(Recorded information):
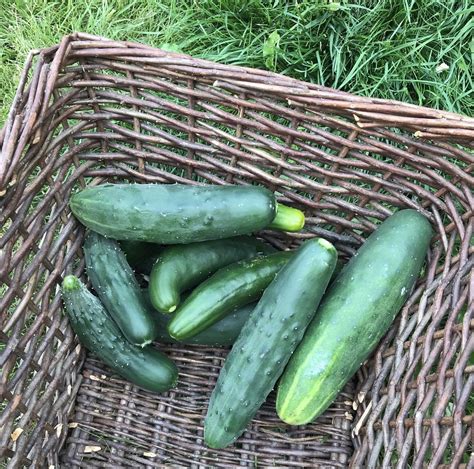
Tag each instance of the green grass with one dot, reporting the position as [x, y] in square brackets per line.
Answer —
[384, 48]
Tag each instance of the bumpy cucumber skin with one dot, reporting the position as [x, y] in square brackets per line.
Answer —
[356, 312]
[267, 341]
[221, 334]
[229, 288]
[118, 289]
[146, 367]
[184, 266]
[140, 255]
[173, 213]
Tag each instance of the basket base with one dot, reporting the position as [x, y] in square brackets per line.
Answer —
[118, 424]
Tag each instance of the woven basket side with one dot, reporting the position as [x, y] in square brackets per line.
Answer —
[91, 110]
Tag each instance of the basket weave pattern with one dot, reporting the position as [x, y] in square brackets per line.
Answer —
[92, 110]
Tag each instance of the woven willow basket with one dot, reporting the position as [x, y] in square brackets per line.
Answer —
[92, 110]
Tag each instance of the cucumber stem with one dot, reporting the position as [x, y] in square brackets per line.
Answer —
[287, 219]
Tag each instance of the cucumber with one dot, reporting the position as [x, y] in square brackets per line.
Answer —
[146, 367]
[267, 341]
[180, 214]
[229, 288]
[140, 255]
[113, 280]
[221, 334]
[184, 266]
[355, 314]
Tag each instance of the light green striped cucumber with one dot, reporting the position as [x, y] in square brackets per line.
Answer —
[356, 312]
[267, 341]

* * *

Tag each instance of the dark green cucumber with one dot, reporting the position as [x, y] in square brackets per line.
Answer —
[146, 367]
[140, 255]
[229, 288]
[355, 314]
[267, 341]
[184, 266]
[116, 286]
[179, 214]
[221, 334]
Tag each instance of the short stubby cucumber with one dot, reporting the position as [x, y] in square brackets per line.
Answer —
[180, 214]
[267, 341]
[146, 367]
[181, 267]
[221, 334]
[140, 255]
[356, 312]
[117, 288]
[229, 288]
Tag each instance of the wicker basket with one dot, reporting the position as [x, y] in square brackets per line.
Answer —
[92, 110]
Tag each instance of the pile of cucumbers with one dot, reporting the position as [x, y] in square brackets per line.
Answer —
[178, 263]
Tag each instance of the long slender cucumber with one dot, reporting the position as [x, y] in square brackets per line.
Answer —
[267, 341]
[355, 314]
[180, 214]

==

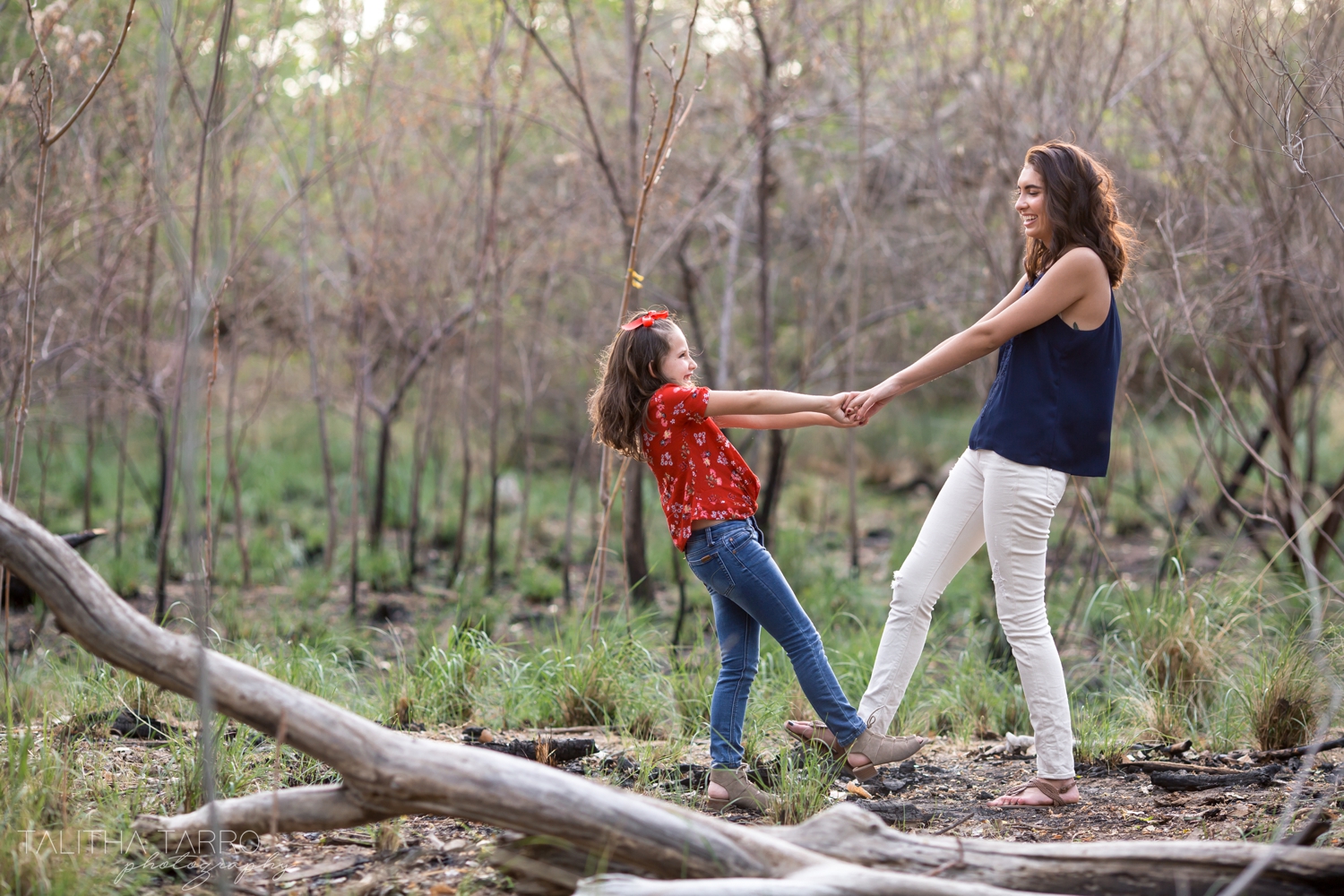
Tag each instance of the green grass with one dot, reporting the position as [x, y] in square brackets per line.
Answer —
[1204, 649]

(Your goal):
Report every line from the listing above where the string "green" can be found.

(Task response):
Tag each instance of the green grass with one dot, reporting the position as [x, y] in square brackets per line.
Tag each instance of the light green striped cucumber with one dot, reporting the position as [x, y] in square brackets per line.
Tag each instance of the dark green cucumber with one dot, reporting the position as [x, y] in square brackets per line.
Tag each instance of the green grass with one dot, reporting the position as [x, y] in square brackets per line.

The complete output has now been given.